[Text passage]:
---
Tuesday, March 10, 2026

Travel Then and Now: We don't think much about it ... but travel has changed a lot over the decades, centuries, and millenia.

     Once upon a time, about the only way people could travel was by putting one foot in front of the other. Oh, occasionally, they might fall into a river and grab hold of a log and hope to get off before the river led to some rocks or a waterfall. That may have been their encouragement to learn to swim. Oh, swimming, you say. How ordinary! But, even today, only about 44% of the human population know how to swim unassisted. (Most can float if they don’t panic.) Dreams of personal flying (without assistance) was a long held dream — but I think most have now decided to allow mechanical assistance.

Technical innovations

     Humans are curious and good observers. A rolling log eventually got fashioned into a wheel, though there probably never was a stone wheel with a stick in the middle as you get from the comic “B.C.” or with a wooden axle as in the “Flintstones”. The log that they clung to in the river became hollowed out for more room, speed, and stability. People learned to use the wind with sails on boats, then for energy in windmills. Steam from a boiling vessel of water could push like the wind. So the power of wind was emulated with artificial “wind” in the form of steam. Eventually, people had many choices for movement — walk, swim, wheelchairs, hot air balloons, row boats, sailing boats, power boats, trains, automobiles, spaceships. Quite a journey through history.
---
Location identification entries:
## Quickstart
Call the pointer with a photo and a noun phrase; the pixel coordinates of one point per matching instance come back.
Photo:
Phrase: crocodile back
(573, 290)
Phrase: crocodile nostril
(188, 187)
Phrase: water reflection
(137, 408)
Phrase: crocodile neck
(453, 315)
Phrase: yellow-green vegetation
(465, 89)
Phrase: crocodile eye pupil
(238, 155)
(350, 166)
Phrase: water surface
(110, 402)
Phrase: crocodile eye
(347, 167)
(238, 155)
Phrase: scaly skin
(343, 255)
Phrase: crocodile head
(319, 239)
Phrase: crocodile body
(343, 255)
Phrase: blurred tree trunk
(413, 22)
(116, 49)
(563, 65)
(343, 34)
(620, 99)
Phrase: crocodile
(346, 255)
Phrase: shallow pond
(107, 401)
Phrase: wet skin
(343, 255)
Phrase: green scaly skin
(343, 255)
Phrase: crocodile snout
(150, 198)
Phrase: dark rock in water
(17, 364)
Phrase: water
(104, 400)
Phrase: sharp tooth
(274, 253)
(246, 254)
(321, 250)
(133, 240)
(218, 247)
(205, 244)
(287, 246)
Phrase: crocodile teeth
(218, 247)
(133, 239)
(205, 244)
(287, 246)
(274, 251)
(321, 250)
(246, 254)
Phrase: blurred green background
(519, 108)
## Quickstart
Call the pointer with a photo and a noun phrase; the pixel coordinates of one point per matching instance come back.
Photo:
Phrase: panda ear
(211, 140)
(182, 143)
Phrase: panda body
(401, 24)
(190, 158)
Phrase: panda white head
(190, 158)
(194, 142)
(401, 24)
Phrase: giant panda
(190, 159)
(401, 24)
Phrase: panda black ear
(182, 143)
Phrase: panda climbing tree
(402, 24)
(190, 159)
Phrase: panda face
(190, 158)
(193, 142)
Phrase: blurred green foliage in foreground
---
[Directive]: According to the travel passage, about what percentage of the human population can swim unassisted?

[Full answer]: About 44%.